* _Задания_
1. Ответьте по фрагменту о путче на вопросы:
(a) Какую байку, по словам автора, придумали на ходу?
(b) Какой по счёту день путча назван последним?
(c) На какой машине и в какой район автор выехал в командировку?
2. Допишите продолжение воспоминаний о путче, начав сразу после их последнего предложения.

* _Фрагмент текста_
§ §

Если бы окончанием путча стал его второй день, то мы имели бы основания считать его суть и его устроителей ещё смешнее, чем то вышло на самом деле. Дрожащие перед телекамерой пальцы рук главаря; невнятные хвастливые пояснения, где уже якобы фактически действовал режим чрезвычайки; на ходу придуманная байка о нездоровье Горбачёва; дикая приостановка выпуска ряда центральных газет; наконец инспирирование «массовой» народной поддержки, – обо всём этом каждый наблюдатель имел возможность подумать на свой лад; и почти у каждого не потерявшего здравомыслия вывод не мог не сводиться к тому, что затеянная наверху возня представляет не иначе как постановку театра абсурда. Кому нужно было такое встряхивание, после которого даже осесть ничего не может? – Всё устремляется в бездонную пустоту, ни на йоту её не наполняя.
Но кому-то же ведь могло быть всё это нужно и почему? Не только же организаторам балагана.
Часто для разрешения очень сложных вопросов не надо ничего, кроме времени. Это правило годилось и к обстоятельствам путча. Нужен был ещё один его день, и он пришёл, третий и последний.
На служебном уазике я ещё задолго до наступления утра по своему усмотрению выехал в командировку в Ардатовский район. Причину с выездом я для себя тогда объяснял так: то, что уже пришлось увидеть, услышать, узнать, – какая-то нелепица, наваждение, повлиявшее на многих не в лучшую сторону. У людей обострялось отчуждение, пропадали искренность и наклонности к разговорам; сознание ворочалось туго, и поэтому осмысливать происходящее было нелегко, оставалось предаваться тягостному помалкиванию и тупо ждать. Замерли и власти. Живые настроения людей, похоже, мало ими учитывались. Ни «да», ни «нет». Скука. Присутствовать и пытаться выяснить в обстановке нечто новое уже не имело смысла.

§ §

* _Исходные данные_
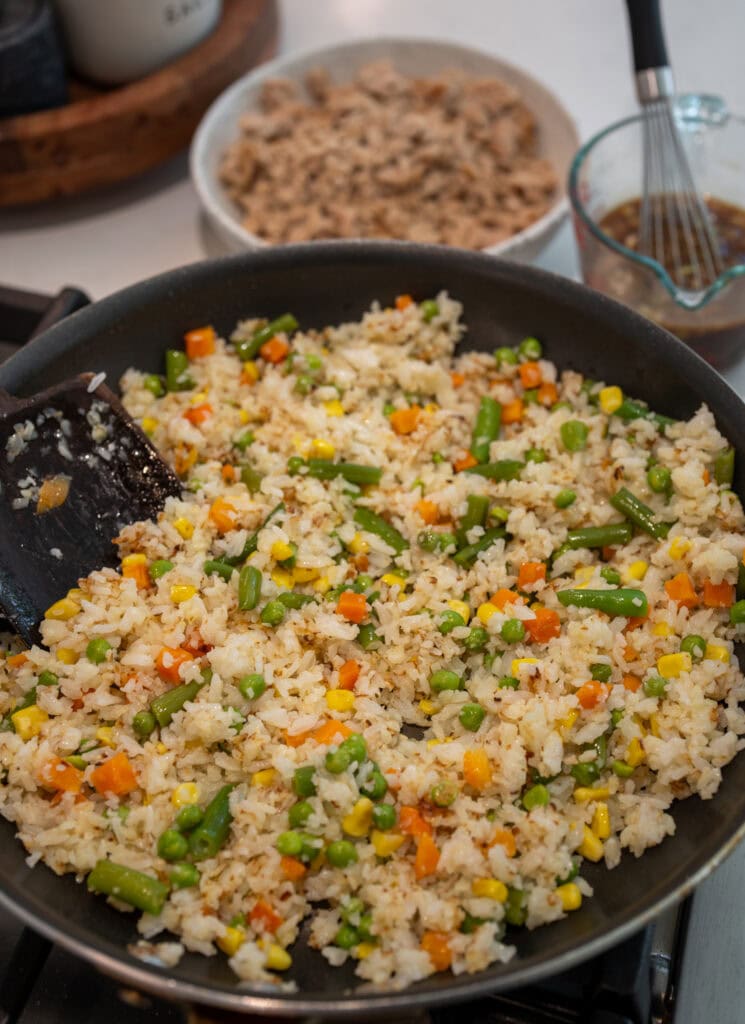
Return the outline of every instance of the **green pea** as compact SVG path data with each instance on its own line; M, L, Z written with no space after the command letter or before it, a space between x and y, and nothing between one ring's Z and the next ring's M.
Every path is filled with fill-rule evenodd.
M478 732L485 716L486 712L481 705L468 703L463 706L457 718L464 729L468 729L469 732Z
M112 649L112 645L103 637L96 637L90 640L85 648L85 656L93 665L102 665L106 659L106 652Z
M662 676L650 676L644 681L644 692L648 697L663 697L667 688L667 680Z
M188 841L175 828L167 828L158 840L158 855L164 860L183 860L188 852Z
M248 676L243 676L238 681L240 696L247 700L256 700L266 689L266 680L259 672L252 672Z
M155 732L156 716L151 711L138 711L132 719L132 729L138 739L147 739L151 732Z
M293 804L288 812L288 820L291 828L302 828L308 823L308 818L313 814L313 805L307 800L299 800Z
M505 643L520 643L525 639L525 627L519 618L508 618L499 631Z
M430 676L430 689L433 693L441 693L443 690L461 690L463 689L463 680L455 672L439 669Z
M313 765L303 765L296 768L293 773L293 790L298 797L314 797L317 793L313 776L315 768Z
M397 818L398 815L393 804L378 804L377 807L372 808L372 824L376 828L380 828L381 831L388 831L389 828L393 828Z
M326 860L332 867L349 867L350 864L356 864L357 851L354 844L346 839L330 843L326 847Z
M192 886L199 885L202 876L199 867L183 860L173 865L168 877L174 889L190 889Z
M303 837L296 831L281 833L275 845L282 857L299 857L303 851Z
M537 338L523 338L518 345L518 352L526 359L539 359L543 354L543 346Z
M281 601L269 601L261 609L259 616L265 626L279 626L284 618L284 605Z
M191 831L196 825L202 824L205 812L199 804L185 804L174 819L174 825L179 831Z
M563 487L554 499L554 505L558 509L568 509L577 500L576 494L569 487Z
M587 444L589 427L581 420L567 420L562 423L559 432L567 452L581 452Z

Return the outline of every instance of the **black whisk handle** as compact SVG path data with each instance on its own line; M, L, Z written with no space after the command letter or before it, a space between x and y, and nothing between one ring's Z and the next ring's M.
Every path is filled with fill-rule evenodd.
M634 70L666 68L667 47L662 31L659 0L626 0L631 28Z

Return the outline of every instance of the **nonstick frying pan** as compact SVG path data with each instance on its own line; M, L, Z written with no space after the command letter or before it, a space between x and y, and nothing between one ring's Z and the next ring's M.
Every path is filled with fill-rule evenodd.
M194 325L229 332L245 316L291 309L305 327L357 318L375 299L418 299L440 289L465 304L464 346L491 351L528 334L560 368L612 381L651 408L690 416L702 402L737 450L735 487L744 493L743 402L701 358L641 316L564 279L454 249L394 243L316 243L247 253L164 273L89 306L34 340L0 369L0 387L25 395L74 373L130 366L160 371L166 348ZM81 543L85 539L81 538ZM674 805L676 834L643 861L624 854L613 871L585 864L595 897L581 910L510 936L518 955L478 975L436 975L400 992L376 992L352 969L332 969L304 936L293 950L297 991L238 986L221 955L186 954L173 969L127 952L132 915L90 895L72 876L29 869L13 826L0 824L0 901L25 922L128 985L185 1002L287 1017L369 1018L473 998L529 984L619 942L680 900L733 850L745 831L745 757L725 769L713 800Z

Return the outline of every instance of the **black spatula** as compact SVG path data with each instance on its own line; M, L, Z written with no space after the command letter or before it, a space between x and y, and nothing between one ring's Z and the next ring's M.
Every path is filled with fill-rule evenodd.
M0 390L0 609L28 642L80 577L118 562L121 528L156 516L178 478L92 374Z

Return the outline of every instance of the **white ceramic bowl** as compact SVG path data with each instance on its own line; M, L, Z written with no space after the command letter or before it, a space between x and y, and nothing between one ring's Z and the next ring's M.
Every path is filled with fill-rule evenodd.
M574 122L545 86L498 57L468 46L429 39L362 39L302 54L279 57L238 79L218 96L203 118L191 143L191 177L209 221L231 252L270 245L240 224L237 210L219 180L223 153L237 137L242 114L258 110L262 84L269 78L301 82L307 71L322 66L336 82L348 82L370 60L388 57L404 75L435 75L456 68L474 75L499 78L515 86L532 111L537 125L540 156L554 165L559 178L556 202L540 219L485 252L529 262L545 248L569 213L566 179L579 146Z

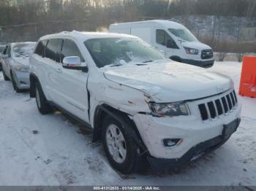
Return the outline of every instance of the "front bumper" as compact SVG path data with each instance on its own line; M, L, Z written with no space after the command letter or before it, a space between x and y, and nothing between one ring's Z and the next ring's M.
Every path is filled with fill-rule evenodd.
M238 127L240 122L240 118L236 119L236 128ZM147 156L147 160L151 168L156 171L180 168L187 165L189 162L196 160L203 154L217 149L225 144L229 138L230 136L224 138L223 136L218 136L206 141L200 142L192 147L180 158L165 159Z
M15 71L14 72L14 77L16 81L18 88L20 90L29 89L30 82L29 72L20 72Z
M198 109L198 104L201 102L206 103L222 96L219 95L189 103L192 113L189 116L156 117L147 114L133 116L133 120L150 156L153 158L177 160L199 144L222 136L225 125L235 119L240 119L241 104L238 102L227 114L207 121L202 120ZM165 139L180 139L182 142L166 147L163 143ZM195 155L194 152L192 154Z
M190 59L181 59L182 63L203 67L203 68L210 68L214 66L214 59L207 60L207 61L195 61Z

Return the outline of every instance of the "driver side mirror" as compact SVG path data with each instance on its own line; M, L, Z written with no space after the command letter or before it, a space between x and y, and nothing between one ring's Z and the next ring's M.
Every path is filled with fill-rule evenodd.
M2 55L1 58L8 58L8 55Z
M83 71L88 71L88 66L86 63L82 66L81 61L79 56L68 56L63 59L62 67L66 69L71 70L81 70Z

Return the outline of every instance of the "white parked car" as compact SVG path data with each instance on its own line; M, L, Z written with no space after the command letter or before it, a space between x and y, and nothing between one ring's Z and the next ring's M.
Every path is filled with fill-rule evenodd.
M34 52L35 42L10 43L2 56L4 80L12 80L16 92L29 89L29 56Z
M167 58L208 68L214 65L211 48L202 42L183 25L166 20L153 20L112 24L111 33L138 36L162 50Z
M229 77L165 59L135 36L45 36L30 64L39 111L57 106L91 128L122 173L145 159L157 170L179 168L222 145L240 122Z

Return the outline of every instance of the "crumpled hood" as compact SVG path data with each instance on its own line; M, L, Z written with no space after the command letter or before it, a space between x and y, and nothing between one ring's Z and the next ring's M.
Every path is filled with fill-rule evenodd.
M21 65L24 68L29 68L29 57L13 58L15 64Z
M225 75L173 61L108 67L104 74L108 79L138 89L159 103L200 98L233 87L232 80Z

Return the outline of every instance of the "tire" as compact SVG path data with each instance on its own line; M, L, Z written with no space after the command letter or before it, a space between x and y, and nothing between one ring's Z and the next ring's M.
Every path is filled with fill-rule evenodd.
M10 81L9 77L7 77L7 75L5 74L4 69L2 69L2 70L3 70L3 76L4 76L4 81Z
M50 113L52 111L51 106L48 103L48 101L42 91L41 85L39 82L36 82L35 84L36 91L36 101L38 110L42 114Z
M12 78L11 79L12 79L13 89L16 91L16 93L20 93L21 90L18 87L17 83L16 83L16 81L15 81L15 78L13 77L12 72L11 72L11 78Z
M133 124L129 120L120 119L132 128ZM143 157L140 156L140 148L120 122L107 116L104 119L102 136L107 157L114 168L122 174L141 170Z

§ §

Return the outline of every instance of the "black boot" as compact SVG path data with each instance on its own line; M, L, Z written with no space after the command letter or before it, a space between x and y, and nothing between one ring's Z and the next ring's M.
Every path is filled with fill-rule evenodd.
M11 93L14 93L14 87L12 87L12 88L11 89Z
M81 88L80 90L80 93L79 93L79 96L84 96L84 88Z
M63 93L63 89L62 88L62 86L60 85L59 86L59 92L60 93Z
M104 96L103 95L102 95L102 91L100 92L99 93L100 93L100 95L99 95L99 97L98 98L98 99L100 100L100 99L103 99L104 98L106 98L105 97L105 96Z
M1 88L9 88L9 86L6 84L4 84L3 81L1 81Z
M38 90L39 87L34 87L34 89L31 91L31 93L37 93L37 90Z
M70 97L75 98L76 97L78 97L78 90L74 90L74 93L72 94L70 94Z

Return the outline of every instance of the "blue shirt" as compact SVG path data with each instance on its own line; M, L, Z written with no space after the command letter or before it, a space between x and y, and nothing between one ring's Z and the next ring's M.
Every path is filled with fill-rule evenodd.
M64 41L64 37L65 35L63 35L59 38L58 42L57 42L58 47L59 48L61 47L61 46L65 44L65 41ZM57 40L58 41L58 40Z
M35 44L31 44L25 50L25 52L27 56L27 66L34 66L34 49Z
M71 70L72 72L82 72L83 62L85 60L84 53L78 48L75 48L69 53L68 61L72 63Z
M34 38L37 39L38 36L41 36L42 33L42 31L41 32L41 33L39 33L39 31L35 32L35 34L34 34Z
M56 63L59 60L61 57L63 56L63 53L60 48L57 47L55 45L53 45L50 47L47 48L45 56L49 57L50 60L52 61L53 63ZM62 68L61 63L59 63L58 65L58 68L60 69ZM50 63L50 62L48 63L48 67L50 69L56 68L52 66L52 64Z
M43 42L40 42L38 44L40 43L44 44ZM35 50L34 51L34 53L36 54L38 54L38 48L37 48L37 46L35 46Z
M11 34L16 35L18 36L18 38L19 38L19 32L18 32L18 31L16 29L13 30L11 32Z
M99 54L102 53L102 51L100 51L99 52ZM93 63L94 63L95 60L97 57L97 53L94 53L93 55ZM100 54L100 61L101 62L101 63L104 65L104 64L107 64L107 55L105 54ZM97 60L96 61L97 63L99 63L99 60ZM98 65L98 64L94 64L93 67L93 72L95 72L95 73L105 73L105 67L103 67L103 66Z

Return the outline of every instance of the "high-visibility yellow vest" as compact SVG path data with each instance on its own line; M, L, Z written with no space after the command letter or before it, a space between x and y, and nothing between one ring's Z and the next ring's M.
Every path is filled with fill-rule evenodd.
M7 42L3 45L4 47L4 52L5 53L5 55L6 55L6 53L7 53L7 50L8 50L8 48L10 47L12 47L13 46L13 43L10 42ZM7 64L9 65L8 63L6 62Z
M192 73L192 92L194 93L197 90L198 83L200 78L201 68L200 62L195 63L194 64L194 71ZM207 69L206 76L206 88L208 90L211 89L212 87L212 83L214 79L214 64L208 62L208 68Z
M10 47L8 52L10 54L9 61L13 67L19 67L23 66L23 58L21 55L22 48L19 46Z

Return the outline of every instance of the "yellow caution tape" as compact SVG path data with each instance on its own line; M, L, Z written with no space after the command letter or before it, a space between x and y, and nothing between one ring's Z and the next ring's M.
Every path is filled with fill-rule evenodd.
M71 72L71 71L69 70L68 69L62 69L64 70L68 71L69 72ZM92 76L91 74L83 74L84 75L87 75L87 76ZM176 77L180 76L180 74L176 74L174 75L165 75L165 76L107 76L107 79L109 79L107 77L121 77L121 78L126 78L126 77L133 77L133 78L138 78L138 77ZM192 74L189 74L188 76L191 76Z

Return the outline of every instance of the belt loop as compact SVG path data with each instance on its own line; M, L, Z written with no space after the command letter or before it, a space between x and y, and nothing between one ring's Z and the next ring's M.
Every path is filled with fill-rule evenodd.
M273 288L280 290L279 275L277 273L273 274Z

§ §

* _Ответы_
1.
(a) Байку о нездоровье Горбачёва.
(b) Третий.
(c) На служебном уазике в Ардатовский район.

2.
Как я уже говорил, не следовало забывать и об опасности: авантюра могла увести в непредсказуемое, в том числе в репрессии.
Может, обстановка складывается по-другому в глубинке?
Проходя в темноте через центральную площадь и далее к гаражу, где брал машину, не заметил и не встретил никого. Но во многих окнах зданий обкома и местного КГБ горел свет; часть окон была освещена и в горсовете. «Переваривают», – пронеслось в голове. Весь путь при езде и по городу, и на трассе также не дал никаких признаков для беспокойства. А вот удивляться этому стоило: жизнь-то, выходило, как бы парализована! Скоро тому нашлись и яркие подтверждения.
В райисполкоме, у «самого», с которым были знакомы, когда он ещё работал в тамошнем райкоме партии, пытаюсь узнать, где и что происходит, принят ли сценарий ГКЧП.
Доронькин ворочается в кресле и что-то говорит, но содержания не понять. То ли ни «да», ни «нет», то ли и «да», и «нет» вместе. Посетителей с предприятий, из хозяйств и просто из числа жителей округи, которых у предрика в приёмной всегда целые косяки, – никого. Только один за другим приходят в кабинет и молча усаживаются его замы, доверенные.
Часть их также выходцы из райкома, его друзья, знают хорошо и меня. Здороваются, но разговоров никаких, только скупые редкие реплики на отвлечённые темы. ГКЧП старательно обходят. Однако шила в мешке не утаишь. Видно, что ночь, вторая ночь, для каждого протащилась беспокойно, тревожно, с изрядной долей стыда. Как поступить? И надо ли как-то поступать? Сейчас? Или – позже? Затуманено, запутано всё. Один из аппаратчиков вдруг начинает рассказ о себе. Своеобразная исповедь. Он всю ночь не спал. Думал. И принял решение. Пойдёт сдавать партбилет. В глазах чуть ли не слёзы. Мы все дружно и сочувственно помолчали. Было ли ему хотя бы от его друзей одобрение? Я не уловил его. Как не уловил и осуждения. Подумалось: и это опять – всё? Так – мало?
Конечно, я имел в виду не решение исповедовавшегося, а картину в целом.
Тяжело, как на финише. Но – будет ли финиш? Пусто в душе, и как-то даже неприлично. В конце концов, на дворе в разгаре уборочная страда. Кто-то как бы случайно вспоминает об этом первый и предлагает съездить в ближайшее хозяйство. Там решено и позавтракать.
Скоро группой уже въезжаем в Тургенево, и в стоящем у дороги домике правления колхоза сразу находим его председателя. Он суетлив и озабочен не в пример прибывшим: дел невпроворот. Схож с другими только запечатлённой на лице усталостью от недосыпания.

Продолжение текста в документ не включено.